Return the records exactly as they are.

■ ■ ■ ■ ■ ■ ■

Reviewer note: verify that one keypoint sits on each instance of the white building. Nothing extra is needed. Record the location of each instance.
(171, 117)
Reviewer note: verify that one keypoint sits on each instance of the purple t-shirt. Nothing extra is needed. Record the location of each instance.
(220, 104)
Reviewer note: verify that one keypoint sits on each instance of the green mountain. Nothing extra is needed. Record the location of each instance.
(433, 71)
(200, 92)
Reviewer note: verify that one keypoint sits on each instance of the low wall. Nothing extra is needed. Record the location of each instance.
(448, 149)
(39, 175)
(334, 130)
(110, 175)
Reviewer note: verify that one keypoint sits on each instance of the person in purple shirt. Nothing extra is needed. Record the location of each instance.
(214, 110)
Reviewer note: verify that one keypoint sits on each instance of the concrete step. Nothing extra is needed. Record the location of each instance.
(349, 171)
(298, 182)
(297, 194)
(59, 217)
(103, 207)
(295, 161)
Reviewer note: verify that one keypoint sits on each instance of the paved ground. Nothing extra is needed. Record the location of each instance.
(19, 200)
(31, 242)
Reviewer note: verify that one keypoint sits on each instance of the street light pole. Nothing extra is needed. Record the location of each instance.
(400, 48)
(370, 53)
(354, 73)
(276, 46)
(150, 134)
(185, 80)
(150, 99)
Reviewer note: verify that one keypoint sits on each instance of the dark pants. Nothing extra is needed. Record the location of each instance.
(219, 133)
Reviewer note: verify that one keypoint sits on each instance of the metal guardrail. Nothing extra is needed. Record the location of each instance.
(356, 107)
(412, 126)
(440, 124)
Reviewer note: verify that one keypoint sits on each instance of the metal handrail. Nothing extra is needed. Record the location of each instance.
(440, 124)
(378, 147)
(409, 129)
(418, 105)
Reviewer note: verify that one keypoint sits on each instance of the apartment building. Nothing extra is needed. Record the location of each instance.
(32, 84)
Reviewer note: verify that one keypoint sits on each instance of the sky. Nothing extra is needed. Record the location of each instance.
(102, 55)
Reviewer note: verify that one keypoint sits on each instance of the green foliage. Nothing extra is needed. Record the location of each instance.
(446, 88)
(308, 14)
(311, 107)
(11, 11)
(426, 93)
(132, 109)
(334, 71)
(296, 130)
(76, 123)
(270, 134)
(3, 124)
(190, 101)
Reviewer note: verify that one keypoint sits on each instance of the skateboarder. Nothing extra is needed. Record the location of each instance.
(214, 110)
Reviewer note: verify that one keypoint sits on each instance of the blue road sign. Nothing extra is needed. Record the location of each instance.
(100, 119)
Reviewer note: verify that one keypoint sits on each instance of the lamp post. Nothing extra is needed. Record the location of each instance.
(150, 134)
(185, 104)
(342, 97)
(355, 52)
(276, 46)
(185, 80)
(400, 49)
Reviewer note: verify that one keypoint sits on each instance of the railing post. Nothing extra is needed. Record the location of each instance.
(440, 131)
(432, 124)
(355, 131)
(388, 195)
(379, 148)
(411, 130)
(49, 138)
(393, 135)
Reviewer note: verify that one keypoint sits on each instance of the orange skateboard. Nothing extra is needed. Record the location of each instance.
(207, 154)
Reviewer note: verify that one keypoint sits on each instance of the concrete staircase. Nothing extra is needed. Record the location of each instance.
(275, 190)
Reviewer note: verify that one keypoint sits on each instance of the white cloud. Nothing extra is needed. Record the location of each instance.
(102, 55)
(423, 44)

■ ■ ■ ■ ■ ■ ■

● EXPECTED ANSWER
Reviewer note: verify that one keypoint sits on each instance of the white building. Nothing extra is needed. Record the location of each instance.
(171, 117)
Reviewer note: verify that one keypoint sits on each instance of the purple t-shirt. Nothing extra is needed. Record the location of each instance.
(220, 104)
Reviewer note: verify that one keypoint sits on each instance of the green mountain. Nothing extra is needed. Record the location of each instance.
(433, 71)
(200, 92)
Reviewer note: verify that one keypoint sits on each instance of the low wall. Nothing extra is needed. Record the location of each instance.
(448, 149)
(39, 175)
(334, 130)
(110, 175)
Reviewer note: verify that one keypoint sits on each instance of the person in purple shirt. Nothing extra is needed. Record the location of each instance.
(214, 110)
Reviewer note: verify that one keypoint sits on each instance of the concrete step. Nothing extra is needed. Record the location of each instance.
(349, 171)
(298, 182)
(297, 194)
(59, 217)
(103, 207)
(295, 161)
Reviewer note: verify that one keypoint sits on each instance of the paved ground. Nothing extra is needed. Record the location of each instance.
(19, 200)
(31, 242)
Reviewer note: verify that one keypoint sits on each instance of the street light pole. Nothing extra is needed. Record the location of each instance.
(400, 48)
(370, 53)
(354, 73)
(276, 46)
(150, 134)
(185, 80)
(150, 99)
Reviewer note: verify that one keypoint sits on each instance of the dark pants. Nothing extra is needed. Record the location of each instance.
(219, 133)
Reviewer note: verify that one keypoint sits on each instance of the metal guardrail. Nothing extra is needed. Record the location of each instance.
(356, 107)
(412, 126)
(440, 124)
Reviewer note: verify that one keypoint sits on each instance of the metal handrail. Nothing extra is needed. Record the location of each instance.
(440, 124)
(378, 147)
(409, 129)
(418, 105)
Reviewer note: verify that one keypoint sits on each instance of the apartment building. Nothing extra is needed. Record the location of each instance.
(32, 84)
Reviewer note: verify that one keypoint sits on each instance of the sky. Nothing extra is needed. Record the location of each instance.
(102, 55)
Reviewer note: verify that one keypoint sits on each instance of the green foliage. Nothing extra is needed. Record the location of each instance.
(446, 88)
(308, 14)
(311, 107)
(11, 11)
(426, 93)
(132, 109)
(334, 71)
(296, 130)
(76, 123)
(270, 134)
(3, 124)
(190, 101)
Reviewer note: verify that one keypoint sits on each instance of the skateboarder. Nothing extra is needed. Record the location of each instance.
(214, 110)
Reviewer note: verify that one keypoint sits on each instance of the blue road sign. Nothing extra is needed. Record the location of each instance.
(100, 119)
Reviewer note: verify that one keypoint sits on each instance of the lamp post. Nothing extra is needed. Record the location of each instance.
(150, 134)
(185, 104)
(342, 97)
(355, 52)
(276, 46)
(185, 80)
(400, 49)
Reviewer note: verify that one keypoint sits on each instance of the railing post. Nothing extra is needed. Record the location of each instance.
(440, 131)
(432, 124)
(355, 131)
(388, 195)
(379, 148)
(411, 130)
(49, 138)
(393, 135)
Reviewer note: verify that one keypoint sits on each instance of the orange skateboard. Nothing extra is needed. Record the location of each instance.
(207, 154)
Reviewer note: verify that one keypoint sits on each instance of the concrete staircase. Nothing extra is needed. Record the location of each instance.
(275, 190)
Reviewer note: verify that one keypoint sits on each instance of the white cloud. Nothing extra is needed. Record the location of each instance.
(102, 55)
(423, 44)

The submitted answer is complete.